**SOLICITUD ESCRITA 1:**
Transcribe literalmente el fragmento del texto sobre la corrida de Marbella comprendido entre "PIEDRA DE TOQUE." y "de Salvador Domecq.", ambos incluidos.

**TEXTO FUENTE:**
╭──
© Mario Vargas Llosa, 2012.
PIEDRA DE TOQUE. Los aficionados amamos
profundamente a los toros bravos y no queremos que se evaporen de la faz de la
tierra, que es lo que ocurriría fatalmente si las corridas desaparecieran
La Plaza de Toros de Marbella no tiene el sabor que da la antigüedad a
plazas como la de Ronda o la de Acho de Lima, ni el prestigio de las de algunas
grandes ciudades como Sevilla, Madrid o México y, puesto que en sus tendidos se
ven a veces más turistas que nativos, los exquisitos de la tauromaquia se
permiten mirarla por sobre el hombro. Pero en esta placita provinciana ocurren
a veces cosas notables, como la del domingo 5 de agosto, en la corrida en que
El Cordobés, Paquirri y El Fandi lidiaron seis toros de Salvador Domecq.
Todo coincidió para producir esa maravilla: la magnífica tarde de sol
alto y cielo azul, los seis astados bravos, alegres, nobles y de buen peso, el
entusiasmo del público que ocupaba media entrada y el pundonor de los toreros,
su virtuosismo y su voluntad de gozar y hacer gozar. Lo consiguieron. Fue una
magnífica corrida y, con la excepción de una vara de más al primer toro de El
Cordobés, sin una falla, algo rarísimo en todos los cosos del mundo. El
presidente se excedió y concedió 10 orejas pero la afición estaba tan contenta
que nadie se lo reprochó.
Manuel Díaz El Cordobés estuvo simpático y comunicativo con los
tendidos cada vez que dio la vuelta al ruedo, lo que es normal en él, pero
felizmente a la hora de torear moderó su exhibicionismo, sus piruetas y nos
exoneró de sus famosos saltos de rana. Demostró que, además de vistoso y trejo,
puede ser serio, entablar con el toro esa complicidad tensa de la que resulta
una faena redonda. No estoy contra los desplantes y una cierta dosis de
histrionismo en la arena, pues también eso, como las bandas verbeneras y los
pasodobles, forma parte de la fiesta, y he visto grandes diestros que se
permitían a veces, en medio de electrizantes faenas, alguna payasada. Pero
prefiero el toreo profundo, el que nos hace presentir eso que Victor Hugo
llamaba “la boca de la sombra”, el pozo negro que nos espera a todos y a cuyas
orillas algunos creadores de excepción —poetas, músicos, cantantes, danzarines,
toreros, pintores, escultores, novelistas— se acercan a veces para producir una
belleza impregnada de misterio, que nos desvela una verdad recóndita sobre lo
que somos, sobre lo hermosa y precaria que es la existencia, sobre lo que hay
de exaltante y trágico en la condición humana. Ese es el estilo taurino que más
me conmueve y por eso admiré tanto a Antonio Ordóñez y admiro ahora a un
Enrique Ponce o un José Tomás.
╰──
**MATERIAL DE TRABAJO:**
╭──
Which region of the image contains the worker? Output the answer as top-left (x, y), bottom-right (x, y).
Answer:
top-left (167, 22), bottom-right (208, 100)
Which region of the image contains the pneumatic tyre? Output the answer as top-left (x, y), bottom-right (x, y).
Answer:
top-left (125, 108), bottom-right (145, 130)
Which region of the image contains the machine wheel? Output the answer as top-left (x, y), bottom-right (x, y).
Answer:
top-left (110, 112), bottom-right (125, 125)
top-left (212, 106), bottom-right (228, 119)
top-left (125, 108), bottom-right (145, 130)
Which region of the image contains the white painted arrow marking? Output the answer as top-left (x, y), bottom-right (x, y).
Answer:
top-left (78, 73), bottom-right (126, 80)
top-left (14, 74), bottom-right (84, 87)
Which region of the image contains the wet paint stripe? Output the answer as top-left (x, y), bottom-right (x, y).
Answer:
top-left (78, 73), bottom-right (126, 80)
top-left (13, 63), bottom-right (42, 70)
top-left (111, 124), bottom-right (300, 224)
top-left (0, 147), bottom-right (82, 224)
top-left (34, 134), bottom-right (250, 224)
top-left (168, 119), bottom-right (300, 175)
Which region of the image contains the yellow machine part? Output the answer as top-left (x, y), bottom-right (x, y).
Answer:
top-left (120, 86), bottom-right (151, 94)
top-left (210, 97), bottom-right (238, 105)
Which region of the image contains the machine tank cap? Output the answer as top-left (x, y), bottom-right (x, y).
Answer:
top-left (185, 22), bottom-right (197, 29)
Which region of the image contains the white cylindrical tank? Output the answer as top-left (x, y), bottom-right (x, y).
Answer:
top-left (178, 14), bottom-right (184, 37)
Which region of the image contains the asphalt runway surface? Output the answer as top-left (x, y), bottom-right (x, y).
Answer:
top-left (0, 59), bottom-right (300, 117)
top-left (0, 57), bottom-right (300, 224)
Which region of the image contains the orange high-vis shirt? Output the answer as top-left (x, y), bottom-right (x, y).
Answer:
╰──
**SOLICITUD ESCRITA 2:**
Presenta como lista numerada las líneas de los registros que van desde la que contiene "Which region of the image contains the yellow" hasta el final de los registros, ambos extremos incluidos, sin las líneas en blanco.

**RESPUESTA FINAL 1:**
PIEDRA DE TOQUE. Los aficionados amamos
profundamente a los toros bravos y no queremos que se evaporen de la faz de la
tierra, que es lo que ocurriría fatalmente si las corridas desaparecieran
La Plaza de Toros de Marbella no tiene el sabor que da la antigüedad a
plazas como la de Ronda o la de Acho de Lima, ni el prestigio de las de algunas
grandes ciudades como Sevilla, Madrid o México y, puesto que en sus tendidos se
ven a veces más turistas que nativos, los exquisitos de la tauromaquia se
permiten mirarla por sobre el hombro. Pero en esta placita provinciana ocurren
a veces cosas notables, como la del domingo 5 de agosto, en la corrida en que
El Cordobés, Paquirri y El Fandi lidiaron seis toros de Salvador Domecq.

**RESPUESTA FINAL 2:**
1. Which region of the image contains the yellow machine part? Output the answer as top-left (x, y), bottom-right (x, y).
2. Answer:
3. top-left (120, 86), bottom-right (151, 94)
4. top-left (210, 97), bottom-right (238, 105)
5. Which region of the image contains the machine tank cap? Output the answer as top-left (x, y), bottom-right (x, y).
6. Answer:
7. top-left (185, 22), bottom-right (197, 29)
8. Which region of the image contains the white cylindrical tank? Output the answer as top-left (x, y), bottom-right (x, y).
9. Answer:
10. top-left (178, 14), bottom-right (184, 37)
11. Which region of the image contains the asphalt runway surface? Output the answer as top-left (x, y), bottom-right (x, y).
12. Answer:
13. top-left (0, 59), bottom-right (300, 117)
14. top-left (0, 57), bottom-right (300, 224)
15. Which region of the image contains the orange high-vis shirt? Output the answer as top-left (x, y), bottom-right (x, y).
16. Answer:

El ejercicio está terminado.